Record set below:
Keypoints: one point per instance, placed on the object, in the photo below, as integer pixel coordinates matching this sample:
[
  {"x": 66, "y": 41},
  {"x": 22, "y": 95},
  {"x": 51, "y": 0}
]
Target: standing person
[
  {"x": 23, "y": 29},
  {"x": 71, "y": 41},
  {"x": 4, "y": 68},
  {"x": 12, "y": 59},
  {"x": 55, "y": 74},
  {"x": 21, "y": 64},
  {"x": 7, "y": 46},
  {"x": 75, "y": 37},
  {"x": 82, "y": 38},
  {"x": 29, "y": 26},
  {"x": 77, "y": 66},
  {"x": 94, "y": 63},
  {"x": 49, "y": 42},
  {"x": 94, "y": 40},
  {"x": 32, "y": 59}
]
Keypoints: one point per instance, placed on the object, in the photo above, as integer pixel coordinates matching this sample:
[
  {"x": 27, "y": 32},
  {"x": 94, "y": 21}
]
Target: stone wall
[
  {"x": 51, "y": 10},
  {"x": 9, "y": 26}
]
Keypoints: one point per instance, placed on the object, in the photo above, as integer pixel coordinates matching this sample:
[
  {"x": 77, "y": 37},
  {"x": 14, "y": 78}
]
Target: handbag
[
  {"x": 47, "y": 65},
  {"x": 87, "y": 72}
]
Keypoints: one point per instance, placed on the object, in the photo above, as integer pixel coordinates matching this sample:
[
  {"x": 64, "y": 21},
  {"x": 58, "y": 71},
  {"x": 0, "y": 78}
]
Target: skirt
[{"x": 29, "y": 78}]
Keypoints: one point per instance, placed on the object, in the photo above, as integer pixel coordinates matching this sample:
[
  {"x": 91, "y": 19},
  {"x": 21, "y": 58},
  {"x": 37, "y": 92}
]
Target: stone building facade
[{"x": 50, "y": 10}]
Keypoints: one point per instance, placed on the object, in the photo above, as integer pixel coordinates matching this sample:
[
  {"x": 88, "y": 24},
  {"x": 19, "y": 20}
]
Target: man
End of Record set.
Task item: Would you return all of the data exactly as it stands above?

Task output:
Keypoints: one point per instance, placed on the object, in the photo below, as integer pixel coordinates matching this sample:
[
  {"x": 66, "y": 41},
  {"x": 22, "y": 95},
  {"x": 51, "y": 0}
]
Target: standing person
[
  {"x": 23, "y": 29},
  {"x": 71, "y": 41},
  {"x": 4, "y": 68},
  {"x": 12, "y": 59},
  {"x": 55, "y": 74},
  {"x": 21, "y": 64},
  {"x": 7, "y": 46},
  {"x": 75, "y": 37},
  {"x": 82, "y": 38},
  {"x": 29, "y": 26},
  {"x": 77, "y": 66},
  {"x": 94, "y": 63},
  {"x": 49, "y": 42},
  {"x": 94, "y": 40},
  {"x": 32, "y": 59}
]
Keypoints: one point per instance, placed on the object, in the photo above, as integer pixel coordinates matching this sample:
[
  {"x": 27, "y": 32},
  {"x": 94, "y": 21}
]
Target: stone wall
[
  {"x": 51, "y": 10},
  {"x": 9, "y": 26}
]
Keypoints: one point per instance, placed on the object, in the photo above, as integer pixel coordinates matching this sample:
[
  {"x": 77, "y": 37},
  {"x": 14, "y": 78}
]
Target: handbag
[
  {"x": 47, "y": 65},
  {"x": 87, "y": 72}
]
Keypoints: one point per instance, placed on the object, in the photo above, as integer pixel coordinates matching this sample:
[
  {"x": 64, "y": 21},
  {"x": 58, "y": 71},
  {"x": 0, "y": 78}
]
Target: skirt
[{"x": 29, "y": 78}]
Keypoints: one point per instance, placed on the object, in the photo above, as integer pixel coordinates matching this sample:
[
  {"x": 91, "y": 19},
  {"x": 21, "y": 58},
  {"x": 37, "y": 92}
]
Target: stone building facade
[{"x": 50, "y": 10}]
Keypoints: one point per instance, placed on the object, in the photo above, as integer pixel coordinates matching this sample:
[
  {"x": 88, "y": 24},
  {"x": 19, "y": 20}
]
Target: man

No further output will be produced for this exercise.